== Supplied material
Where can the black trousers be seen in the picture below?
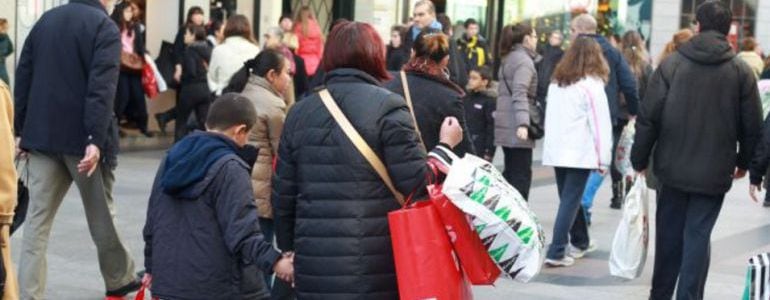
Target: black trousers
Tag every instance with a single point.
(129, 100)
(518, 169)
(683, 243)
(194, 98)
(617, 130)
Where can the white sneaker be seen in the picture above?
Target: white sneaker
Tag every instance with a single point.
(578, 253)
(557, 263)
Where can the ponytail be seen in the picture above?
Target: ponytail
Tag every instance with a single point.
(266, 61)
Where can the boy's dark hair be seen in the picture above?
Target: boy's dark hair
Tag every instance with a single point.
(230, 110)
(513, 35)
(446, 23)
(470, 22)
(714, 15)
(485, 73)
(199, 32)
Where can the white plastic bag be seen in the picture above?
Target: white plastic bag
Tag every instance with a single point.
(507, 227)
(623, 152)
(162, 86)
(629, 247)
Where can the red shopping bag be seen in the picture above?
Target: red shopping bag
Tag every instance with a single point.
(149, 84)
(425, 265)
(478, 266)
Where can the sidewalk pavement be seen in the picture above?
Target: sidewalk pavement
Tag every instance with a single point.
(743, 229)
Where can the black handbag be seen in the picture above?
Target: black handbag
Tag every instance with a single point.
(536, 126)
(22, 199)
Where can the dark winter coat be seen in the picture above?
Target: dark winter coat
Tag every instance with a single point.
(330, 206)
(201, 232)
(458, 69)
(195, 63)
(6, 49)
(622, 80)
(551, 57)
(66, 80)
(397, 57)
(701, 103)
(479, 110)
(434, 101)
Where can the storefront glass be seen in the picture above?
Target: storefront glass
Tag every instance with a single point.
(744, 17)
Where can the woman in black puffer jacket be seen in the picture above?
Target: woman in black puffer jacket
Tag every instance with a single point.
(330, 206)
(434, 96)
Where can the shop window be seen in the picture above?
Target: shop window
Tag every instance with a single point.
(744, 15)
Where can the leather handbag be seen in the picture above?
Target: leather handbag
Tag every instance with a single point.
(131, 62)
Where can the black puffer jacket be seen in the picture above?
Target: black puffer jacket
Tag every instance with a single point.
(701, 103)
(434, 101)
(330, 206)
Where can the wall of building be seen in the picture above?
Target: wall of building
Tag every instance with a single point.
(763, 24)
(665, 22)
(8, 11)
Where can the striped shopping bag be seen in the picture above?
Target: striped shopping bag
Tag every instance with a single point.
(758, 278)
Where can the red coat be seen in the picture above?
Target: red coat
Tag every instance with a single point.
(311, 45)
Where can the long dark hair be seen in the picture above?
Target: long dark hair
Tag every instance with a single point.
(267, 60)
(513, 35)
(195, 10)
(584, 58)
(117, 17)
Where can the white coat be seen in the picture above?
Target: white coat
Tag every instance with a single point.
(226, 59)
(578, 129)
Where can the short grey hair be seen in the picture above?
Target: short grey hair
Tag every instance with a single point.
(274, 31)
(585, 24)
(429, 3)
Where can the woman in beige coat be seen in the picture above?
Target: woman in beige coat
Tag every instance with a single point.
(7, 190)
(264, 81)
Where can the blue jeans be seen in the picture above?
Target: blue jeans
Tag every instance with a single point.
(267, 226)
(683, 243)
(592, 186)
(570, 224)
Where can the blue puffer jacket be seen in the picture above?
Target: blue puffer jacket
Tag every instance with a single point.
(202, 239)
(622, 80)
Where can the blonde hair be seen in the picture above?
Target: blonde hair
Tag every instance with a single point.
(585, 23)
(679, 38)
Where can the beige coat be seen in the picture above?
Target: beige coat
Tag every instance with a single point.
(754, 61)
(271, 112)
(8, 187)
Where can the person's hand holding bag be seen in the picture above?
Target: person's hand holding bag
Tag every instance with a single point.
(451, 132)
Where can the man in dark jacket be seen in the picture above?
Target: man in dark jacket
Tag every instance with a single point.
(701, 105)
(621, 80)
(65, 89)
(201, 234)
(551, 56)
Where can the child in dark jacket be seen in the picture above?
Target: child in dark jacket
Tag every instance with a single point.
(479, 109)
(202, 238)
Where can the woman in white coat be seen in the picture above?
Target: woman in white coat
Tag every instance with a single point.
(227, 58)
(578, 139)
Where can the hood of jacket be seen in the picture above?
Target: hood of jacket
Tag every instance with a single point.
(710, 48)
(201, 48)
(189, 161)
(263, 83)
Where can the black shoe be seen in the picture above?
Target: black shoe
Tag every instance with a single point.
(127, 289)
(147, 133)
(162, 122)
(617, 196)
(615, 203)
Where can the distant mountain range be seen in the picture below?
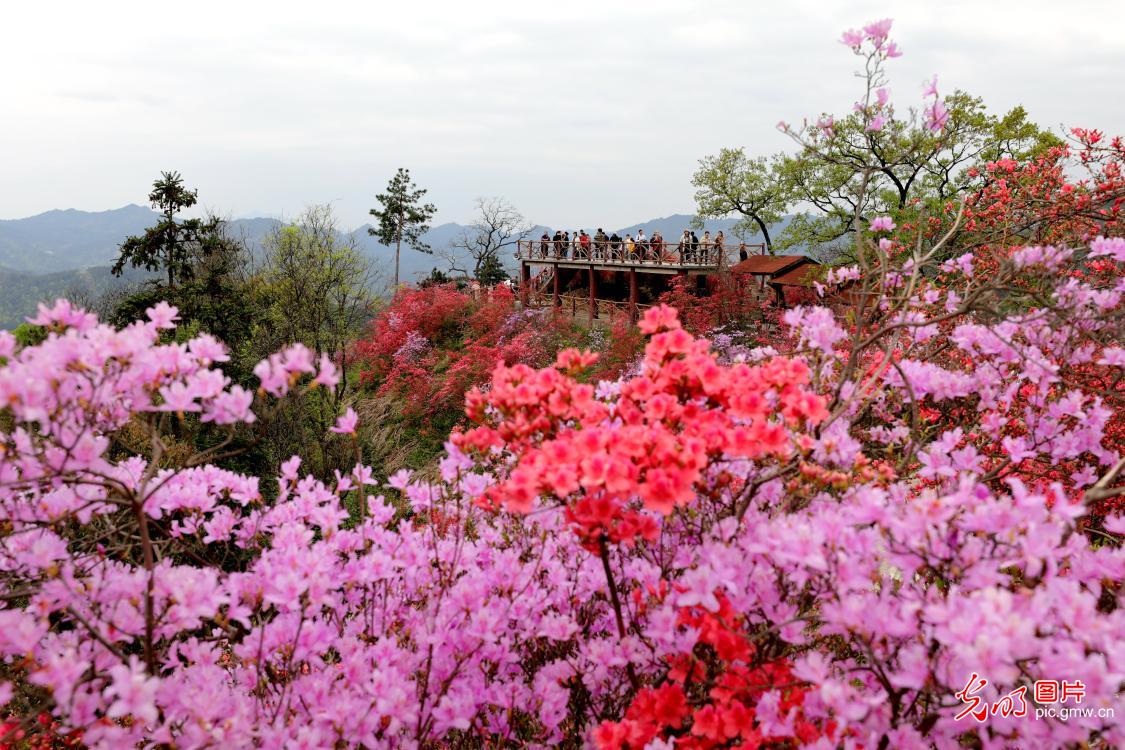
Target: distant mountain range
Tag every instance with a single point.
(64, 252)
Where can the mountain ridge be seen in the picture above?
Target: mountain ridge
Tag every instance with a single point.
(66, 251)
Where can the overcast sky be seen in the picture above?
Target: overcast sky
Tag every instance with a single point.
(581, 113)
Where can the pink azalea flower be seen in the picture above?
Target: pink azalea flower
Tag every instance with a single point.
(936, 116)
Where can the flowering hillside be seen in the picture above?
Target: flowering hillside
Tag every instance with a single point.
(898, 525)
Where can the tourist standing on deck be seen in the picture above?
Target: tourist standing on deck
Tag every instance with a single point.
(685, 246)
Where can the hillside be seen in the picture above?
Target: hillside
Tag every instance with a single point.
(69, 252)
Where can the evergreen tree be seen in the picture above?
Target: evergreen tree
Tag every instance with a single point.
(403, 217)
(171, 244)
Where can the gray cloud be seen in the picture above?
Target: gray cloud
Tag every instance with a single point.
(579, 113)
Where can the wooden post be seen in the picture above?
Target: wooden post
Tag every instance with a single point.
(593, 296)
(632, 295)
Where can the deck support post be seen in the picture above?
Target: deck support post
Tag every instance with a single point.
(632, 295)
(593, 296)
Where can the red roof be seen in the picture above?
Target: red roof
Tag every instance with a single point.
(770, 264)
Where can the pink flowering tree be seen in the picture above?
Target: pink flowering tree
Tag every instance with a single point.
(882, 536)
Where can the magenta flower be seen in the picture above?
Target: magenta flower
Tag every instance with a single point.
(853, 38)
(163, 315)
(878, 30)
(930, 89)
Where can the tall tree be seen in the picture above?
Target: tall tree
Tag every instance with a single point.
(732, 182)
(403, 216)
(171, 244)
(902, 168)
(498, 225)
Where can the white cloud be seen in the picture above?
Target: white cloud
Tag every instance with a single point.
(582, 111)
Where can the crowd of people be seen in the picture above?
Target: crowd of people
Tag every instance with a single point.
(690, 249)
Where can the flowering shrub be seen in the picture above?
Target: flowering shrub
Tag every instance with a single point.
(880, 536)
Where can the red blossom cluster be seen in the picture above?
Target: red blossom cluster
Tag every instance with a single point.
(680, 416)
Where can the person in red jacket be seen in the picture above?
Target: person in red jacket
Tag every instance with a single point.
(584, 243)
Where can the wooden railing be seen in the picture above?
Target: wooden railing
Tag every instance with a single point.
(710, 255)
(578, 304)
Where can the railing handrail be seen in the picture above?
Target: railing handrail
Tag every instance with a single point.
(604, 251)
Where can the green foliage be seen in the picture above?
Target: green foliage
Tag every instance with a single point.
(173, 244)
(829, 182)
(403, 216)
(918, 170)
(736, 183)
(29, 335)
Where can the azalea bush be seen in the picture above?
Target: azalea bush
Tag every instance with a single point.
(879, 526)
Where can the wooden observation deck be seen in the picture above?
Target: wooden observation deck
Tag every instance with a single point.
(612, 261)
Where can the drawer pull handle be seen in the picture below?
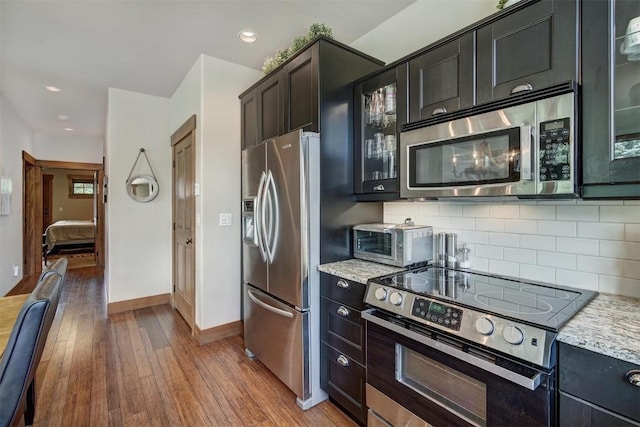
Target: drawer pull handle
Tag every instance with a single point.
(521, 88)
(342, 361)
(343, 311)
(633, 376)
(342, 284)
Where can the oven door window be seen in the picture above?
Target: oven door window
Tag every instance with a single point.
(453, 390)
(487, 158)
(374, 242)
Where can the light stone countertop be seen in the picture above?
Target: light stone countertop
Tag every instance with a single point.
(609, 325)
(358, 270)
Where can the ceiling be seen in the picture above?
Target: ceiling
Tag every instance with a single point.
(85, 46)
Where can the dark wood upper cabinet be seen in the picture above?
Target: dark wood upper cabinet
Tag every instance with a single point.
(300, 78)
(610, 102)
(442, 80)
(270, 108)
(249, 119)
(532, 48)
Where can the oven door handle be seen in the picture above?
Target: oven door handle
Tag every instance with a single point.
(529, 383)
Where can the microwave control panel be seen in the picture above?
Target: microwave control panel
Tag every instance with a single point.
(555, 153)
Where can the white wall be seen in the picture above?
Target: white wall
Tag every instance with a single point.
(583, 244)
(421, 24)
(15, 137)
(210, 90)
(138, 234)
(68, 148)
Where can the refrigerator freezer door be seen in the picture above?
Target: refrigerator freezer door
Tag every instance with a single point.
(288, 242)
(274, 333)
(254, 262)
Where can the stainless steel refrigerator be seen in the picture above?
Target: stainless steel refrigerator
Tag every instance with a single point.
(281, 283)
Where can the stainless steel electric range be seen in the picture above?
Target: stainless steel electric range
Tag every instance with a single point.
(454, 347)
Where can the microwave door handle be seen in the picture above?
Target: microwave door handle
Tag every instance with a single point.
(527, 152)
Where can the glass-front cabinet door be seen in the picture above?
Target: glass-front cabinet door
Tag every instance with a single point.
(380, 110)
(611, 99)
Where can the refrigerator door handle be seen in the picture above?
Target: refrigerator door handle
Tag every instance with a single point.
(269, 307)
(259, 216)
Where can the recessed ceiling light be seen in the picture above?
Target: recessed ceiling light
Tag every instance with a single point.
(248, 36)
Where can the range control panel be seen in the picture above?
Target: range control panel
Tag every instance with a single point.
(555, 153)
(443, 315)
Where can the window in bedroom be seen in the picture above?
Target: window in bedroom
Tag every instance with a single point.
(80, 186)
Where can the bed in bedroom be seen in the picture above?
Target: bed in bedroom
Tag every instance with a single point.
(68, 236)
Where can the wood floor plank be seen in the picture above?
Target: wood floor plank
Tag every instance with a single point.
(143, 368)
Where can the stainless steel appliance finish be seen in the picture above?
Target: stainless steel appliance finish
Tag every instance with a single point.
(467, 348)
(525, 150)
(394, 244)
(280, 196)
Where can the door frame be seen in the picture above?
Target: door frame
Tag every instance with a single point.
(32, 208)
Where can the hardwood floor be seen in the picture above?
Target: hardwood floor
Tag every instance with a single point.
(141, 368)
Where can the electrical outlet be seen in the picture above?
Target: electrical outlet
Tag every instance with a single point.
(225, 220)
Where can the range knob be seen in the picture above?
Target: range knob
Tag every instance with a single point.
(513, 335)
(380, 294)
(485, 326)
(395, 298)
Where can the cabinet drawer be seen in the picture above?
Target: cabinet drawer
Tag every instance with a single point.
(346, 383)
(599, 379)
(341, 327)
(344, 291)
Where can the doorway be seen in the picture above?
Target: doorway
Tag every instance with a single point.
(34, 209)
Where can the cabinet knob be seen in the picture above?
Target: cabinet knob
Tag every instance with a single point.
(521, 88)
(633, 376)
(342, 311)
(342, 360)
(342, 284)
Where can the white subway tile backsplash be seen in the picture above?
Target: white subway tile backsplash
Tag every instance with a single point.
(584, 244)
(616, 249)
(463, 223)
(480, 237)
(523, 256)
(537, 273)
(489, 224)
(628, 214)
(525, 226)
(537, 212)
(557, 228)
(555, 259)
(577, 279)
(504, 239)
(504, 268)
(504, 211)
(531, 241)
(577, 246)
(609, 266)
(451, 209)
(577, 213)
(631, 269)
(477, 211)
(599, 230)
(619, 286)
(485, 251)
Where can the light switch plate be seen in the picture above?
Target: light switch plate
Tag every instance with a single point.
(226, 220)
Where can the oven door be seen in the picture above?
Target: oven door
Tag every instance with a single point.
(446, 382)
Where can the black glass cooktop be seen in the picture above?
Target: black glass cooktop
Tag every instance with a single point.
(545, 305)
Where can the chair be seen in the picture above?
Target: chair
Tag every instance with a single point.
(21, 357)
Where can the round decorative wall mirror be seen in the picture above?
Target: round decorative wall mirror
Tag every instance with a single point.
(142, 188)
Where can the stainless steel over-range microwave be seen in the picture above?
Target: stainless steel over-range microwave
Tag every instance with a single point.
(523, 148)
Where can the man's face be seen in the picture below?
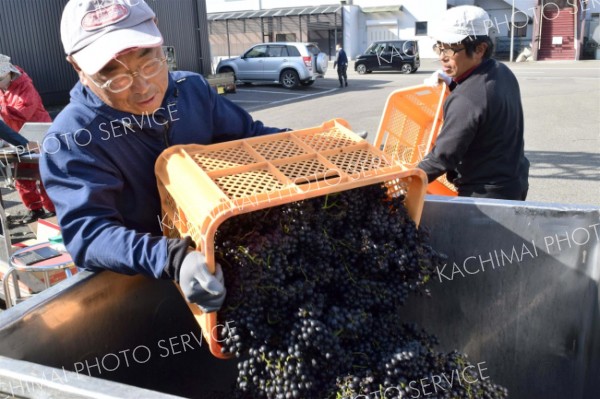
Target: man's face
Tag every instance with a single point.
(144, 95)
(457, 64)
(5, 81)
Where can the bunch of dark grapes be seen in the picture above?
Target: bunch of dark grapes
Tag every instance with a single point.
(314, 288)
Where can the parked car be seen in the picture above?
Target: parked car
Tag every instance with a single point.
(388, 55)
(289, 63)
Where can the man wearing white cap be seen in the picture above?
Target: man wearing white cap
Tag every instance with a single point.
====
# [Directions for this task]
Nothing but the lines holding the word "winter" should be returned from the listing above.

# [Response area]
Where can the dark winter coat be seen in the picture above?
Target: dark winter coat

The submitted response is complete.